Take the line with "Task: indicate the church" and every line after it, through the end of the listing, and give them again exactly, pictures excluded.
Start of Data excerpts
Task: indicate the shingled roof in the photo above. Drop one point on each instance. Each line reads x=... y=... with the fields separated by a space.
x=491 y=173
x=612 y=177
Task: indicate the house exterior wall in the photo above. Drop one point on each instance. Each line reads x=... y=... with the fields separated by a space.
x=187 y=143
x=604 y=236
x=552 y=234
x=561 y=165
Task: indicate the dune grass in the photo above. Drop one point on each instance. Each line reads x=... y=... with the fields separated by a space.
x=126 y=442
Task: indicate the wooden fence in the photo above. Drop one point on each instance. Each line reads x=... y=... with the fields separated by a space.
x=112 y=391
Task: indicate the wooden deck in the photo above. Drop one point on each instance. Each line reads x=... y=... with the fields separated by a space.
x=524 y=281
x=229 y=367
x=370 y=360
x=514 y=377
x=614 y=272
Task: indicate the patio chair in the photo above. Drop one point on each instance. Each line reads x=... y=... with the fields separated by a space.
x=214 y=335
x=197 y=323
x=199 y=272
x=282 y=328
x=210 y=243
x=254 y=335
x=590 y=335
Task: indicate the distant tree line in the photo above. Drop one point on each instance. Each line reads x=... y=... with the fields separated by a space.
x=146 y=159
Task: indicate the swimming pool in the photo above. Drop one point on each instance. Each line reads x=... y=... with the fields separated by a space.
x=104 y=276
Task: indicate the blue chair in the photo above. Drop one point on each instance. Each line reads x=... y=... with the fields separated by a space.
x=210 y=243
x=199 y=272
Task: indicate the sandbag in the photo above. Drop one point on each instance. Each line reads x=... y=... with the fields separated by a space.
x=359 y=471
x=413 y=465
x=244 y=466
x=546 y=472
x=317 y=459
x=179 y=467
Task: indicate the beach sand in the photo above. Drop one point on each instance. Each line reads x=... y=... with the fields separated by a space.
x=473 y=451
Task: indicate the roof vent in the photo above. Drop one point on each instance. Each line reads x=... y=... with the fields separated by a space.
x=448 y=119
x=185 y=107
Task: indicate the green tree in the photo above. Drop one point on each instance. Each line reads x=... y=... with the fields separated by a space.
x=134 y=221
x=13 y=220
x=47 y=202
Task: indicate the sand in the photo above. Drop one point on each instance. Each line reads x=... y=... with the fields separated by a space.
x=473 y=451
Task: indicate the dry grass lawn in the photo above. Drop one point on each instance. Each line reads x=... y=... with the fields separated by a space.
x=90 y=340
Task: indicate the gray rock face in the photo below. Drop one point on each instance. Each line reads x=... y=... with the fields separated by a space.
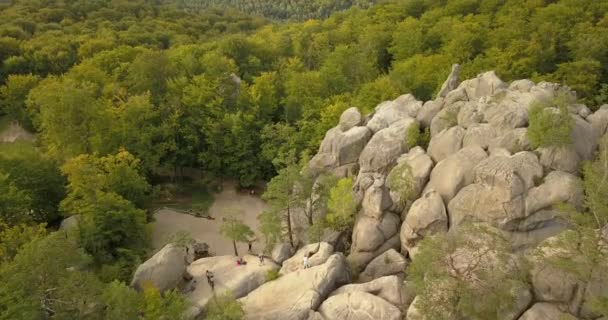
x=389 y=263
x=297 y=294
x=486 y=84
x=358 y=306
x=385 y=147
x=446 y=143
x=281 y=252
x=390 y=112
x=428 y=112
x=389 y=288
x=451 y=82
x=320 y=253
x=239 y=280
x=164 y=270
x=420 y=165
x=498 y=195
x=599 y=121
x=545 y=311
x=426 y=216
x=455 y=172
x=349 y=119
x=339 y=150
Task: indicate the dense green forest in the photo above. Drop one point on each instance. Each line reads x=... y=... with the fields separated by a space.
x=118 y=91
x=277 y=9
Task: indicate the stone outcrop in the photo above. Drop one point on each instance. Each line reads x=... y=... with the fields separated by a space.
x=358 y=305
x=281 y=252
x=228 y=277
x=320 y=253
x=426 y=216
x=297 y=294
x=389 y=288
x=164 y=270
x=388 y=263
x=545 y=311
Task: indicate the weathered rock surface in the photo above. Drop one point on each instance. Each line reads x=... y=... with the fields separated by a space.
x=164 y=270
x=358 y=306
x=390 y=112
x=389 y=288
x=455 y=172
x=281 y=252
x=295 y=295
x=228 y=276
x=320 y=253
x=382 y=151
x=446 y=143
x=545 y=311
x=388 y=263
x=426 y=216
x=420 y=166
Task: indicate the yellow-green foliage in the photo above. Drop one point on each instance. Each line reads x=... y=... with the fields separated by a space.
x=341 y=206
x=550 y=123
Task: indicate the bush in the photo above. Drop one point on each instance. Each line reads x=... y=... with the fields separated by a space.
x=225 y=307
x=550 y=123
x=272 y=275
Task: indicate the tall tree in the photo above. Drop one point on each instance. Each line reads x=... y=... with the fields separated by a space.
x=234 y=229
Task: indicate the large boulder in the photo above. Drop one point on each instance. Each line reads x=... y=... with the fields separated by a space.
x=599 y=121
x=557 y=187
x=349 y=119
x=428 y=112
x=389 y=263
x=164 y=270
x=451 y=82
x=545 y=311
x=320 y=253
x=390 y=112
x=281 y=252
x=339 y=151
x=228 y=276
x=455 y=172
x=498 y=195
x=382 y=151
x=358 y=306
x=485 y=84
x=389 y=288
x=295 y=295
x=446 y=143
x=426 y=216
x=419 y=165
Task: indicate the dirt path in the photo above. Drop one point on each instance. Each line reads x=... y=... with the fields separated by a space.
x=169 y=222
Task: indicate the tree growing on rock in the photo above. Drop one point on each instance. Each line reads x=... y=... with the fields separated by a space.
x=234 y=229
x=341 y=206
x=452 y=271
x=581 y=251
x=550 y=122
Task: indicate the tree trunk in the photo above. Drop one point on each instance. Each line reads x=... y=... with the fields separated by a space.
x=289 y=227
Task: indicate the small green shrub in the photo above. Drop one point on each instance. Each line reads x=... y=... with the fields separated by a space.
x=450 y=116
x=412 y=135
x=550 y=123
x=272 y=275
x=225 y=307
x=401 y=180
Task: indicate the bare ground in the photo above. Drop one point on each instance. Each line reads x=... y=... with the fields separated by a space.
x=169 y=222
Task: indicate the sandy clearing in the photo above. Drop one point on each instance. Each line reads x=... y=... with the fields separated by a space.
x=169 y=222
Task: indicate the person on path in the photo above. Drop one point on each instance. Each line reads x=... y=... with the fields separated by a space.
x=210 y=279
x=306 y=260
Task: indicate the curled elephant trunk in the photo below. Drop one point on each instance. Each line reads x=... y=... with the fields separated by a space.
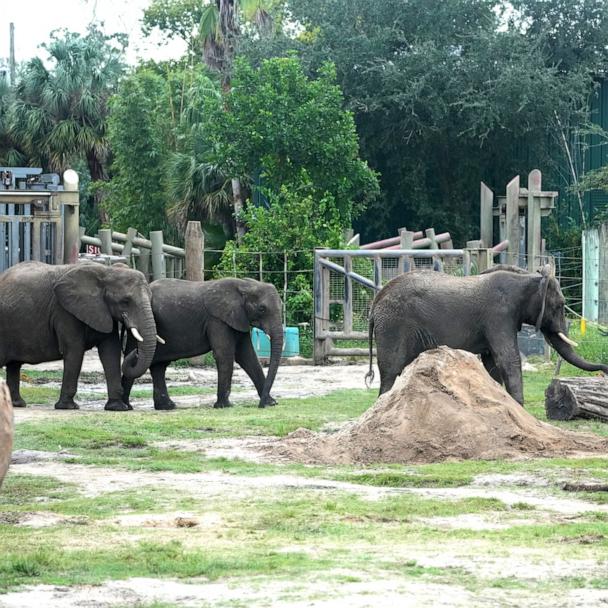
x=139 y=359
x=567 y=353
x=276 y=349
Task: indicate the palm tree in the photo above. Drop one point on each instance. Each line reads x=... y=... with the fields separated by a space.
x=59 y=114
x=219 y=29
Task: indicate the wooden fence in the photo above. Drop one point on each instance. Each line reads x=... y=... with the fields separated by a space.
x=346 y=280
x=152 y=256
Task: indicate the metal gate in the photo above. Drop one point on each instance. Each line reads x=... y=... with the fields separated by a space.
x=29 y=230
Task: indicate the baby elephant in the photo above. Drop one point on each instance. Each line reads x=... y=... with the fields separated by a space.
x=195 y=318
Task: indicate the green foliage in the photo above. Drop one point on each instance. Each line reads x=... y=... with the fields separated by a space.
x=295 y=223
x=447 y=94
x=139 y=133
x=276 y=123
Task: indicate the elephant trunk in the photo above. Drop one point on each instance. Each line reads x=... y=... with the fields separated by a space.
x=276 y=349
x=567 y=353
x=139 y=359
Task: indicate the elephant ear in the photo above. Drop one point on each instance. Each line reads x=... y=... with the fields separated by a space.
x=225 y=300
x=80 y=292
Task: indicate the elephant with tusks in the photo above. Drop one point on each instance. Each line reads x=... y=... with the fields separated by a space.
x=48 y=313
x=481 y=314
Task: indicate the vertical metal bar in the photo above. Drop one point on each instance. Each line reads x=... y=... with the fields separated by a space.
x=27 y=234
x=348 y=295
x=159 y=270
x=378 y=271
x=3 y=261
x=14 y=259
x=512 y=220
x=284 y=288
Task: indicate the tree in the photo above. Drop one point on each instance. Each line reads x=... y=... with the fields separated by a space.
x=60 y=113
x=139 y=133
x=445 y=94
x=160 y=173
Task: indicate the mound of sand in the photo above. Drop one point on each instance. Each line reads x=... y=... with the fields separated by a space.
x=444 y=406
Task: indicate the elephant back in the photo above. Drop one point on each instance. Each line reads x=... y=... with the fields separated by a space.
x=6 y=429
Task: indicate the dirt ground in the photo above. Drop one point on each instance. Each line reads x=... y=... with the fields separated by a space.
x=333 y=589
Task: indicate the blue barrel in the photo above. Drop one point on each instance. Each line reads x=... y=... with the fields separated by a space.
x=291 y=342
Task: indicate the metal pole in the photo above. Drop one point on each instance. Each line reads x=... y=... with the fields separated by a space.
x=159 y=270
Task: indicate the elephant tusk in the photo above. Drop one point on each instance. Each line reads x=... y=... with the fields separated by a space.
x=136 y=334
x=567 y=340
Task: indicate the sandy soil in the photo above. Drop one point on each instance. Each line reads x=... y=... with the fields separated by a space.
x=332 y=589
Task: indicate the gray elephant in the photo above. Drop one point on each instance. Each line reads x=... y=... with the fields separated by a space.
x=196 y=318
x=6 y=430
x=481 y=314
x=49 y=313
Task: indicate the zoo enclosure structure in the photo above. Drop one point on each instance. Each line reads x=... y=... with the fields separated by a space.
x=346 y=280
x=39 y=217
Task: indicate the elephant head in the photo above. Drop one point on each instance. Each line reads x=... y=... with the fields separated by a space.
x=101 y=295
x=546 y=310
x=242 y=303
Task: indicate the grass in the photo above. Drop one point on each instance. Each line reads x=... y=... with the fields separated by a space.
x=300 y=533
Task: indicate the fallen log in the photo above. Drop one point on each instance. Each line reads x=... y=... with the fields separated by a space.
x=584 y=397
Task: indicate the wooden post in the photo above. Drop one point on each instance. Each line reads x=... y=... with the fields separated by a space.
x=194 y=251
x=466 y=262
x=486 y=220
x=534 y=219
x=406 y=263
x=169 y=265
x=128 y=248
x=159 y=270
x=143 y=262
x=105 y=236
x=512 y=221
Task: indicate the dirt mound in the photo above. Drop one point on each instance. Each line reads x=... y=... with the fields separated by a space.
x=444 y=406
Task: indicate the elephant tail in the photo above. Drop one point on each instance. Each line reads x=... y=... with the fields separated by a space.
x=369 y=377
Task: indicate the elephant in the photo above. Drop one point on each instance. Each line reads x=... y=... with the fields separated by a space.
x=199 y=317
x=6 y=429
x=49 y=313
x=481 y=314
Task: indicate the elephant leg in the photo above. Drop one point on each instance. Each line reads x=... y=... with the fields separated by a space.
x=127 y=385
x=109 y=354
x=488 y=362
x=162 y=401
x=72 y=364
x=13 y=379
x=248 y=360
x=505 y=353
x=223 y=343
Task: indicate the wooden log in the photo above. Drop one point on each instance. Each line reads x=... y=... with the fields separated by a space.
x=6 y=429
x=194 y=251
x=584 y=397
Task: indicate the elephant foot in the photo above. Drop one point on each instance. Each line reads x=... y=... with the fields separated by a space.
x=66 y=404
x=116 y=405
x=267 y=402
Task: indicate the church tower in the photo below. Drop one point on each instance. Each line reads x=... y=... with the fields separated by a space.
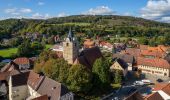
x=70 y=48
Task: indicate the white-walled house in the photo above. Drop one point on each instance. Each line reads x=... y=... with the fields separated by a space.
x=29 y=85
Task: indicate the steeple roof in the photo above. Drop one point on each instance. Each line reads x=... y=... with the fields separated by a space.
x=70 y=35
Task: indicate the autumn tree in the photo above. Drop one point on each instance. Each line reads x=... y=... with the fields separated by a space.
x=101 y=77
x=117 y=77
x=79 y=79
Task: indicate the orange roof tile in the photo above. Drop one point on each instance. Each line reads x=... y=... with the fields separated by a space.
x=22 y=60
x=154 y=62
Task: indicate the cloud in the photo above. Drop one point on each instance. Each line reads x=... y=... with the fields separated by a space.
x=16 y=11
x=100 y=10
x=10 y=10
x=41 y=3
x=62 y=14
x=158 y=10
x=40 y=16
x=25 y=10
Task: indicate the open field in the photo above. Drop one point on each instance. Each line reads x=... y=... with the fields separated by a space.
x=6 y=53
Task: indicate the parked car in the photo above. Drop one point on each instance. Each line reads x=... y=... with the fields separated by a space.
End of Data excerpts
The result:
Task: indicate the church tower in the photo below. Drop one point on each instance. Each line reads x=... y=... with the fields separated by a space.
x=70 y=48
Task: indicate the white-walled house in the photo above. Drop one point on each instance. Each line reads x=... y=... with the fields separated by a space.
x=29 y=85
Task: indicate the steeple roof in the photo above. Drop one point on each instance. Each line reads x=... y=... with the fields separated by a space.
x=70 y=35
Task: indicate the autumn tree in the photo above. Drop one point on each instance. Each line reads x=... y=... with the fields separated by a space.
x=101 y=77
x=117 y=77
x=79 y=79
Task: indicate the orange roof tile in the photo above. Drop one point on each instance. Each line reads x=... y=... with the fields separated by a space.
x=22 y=60
x=154 y=62
Task: indicate the cloud in the photo above. Drop one point on each instance. Each line reads x=... y=... with the fields separated by a space.
x=16 y=11
x=100 y=10
x=10 y=10
x=41 y=3
x=62 y=14
x=158 y=10
x=40 y=16
x=25 y=10
Task: indicate the open field in the photo above. Drop one point on each instance. Each line reads x=... y=... with the fields separated by a space.
x=6 y=53
Task: indicate the parked car in the photo above. Drop one point on each instance. Each line reads x=... y=... with the fields separated by a space.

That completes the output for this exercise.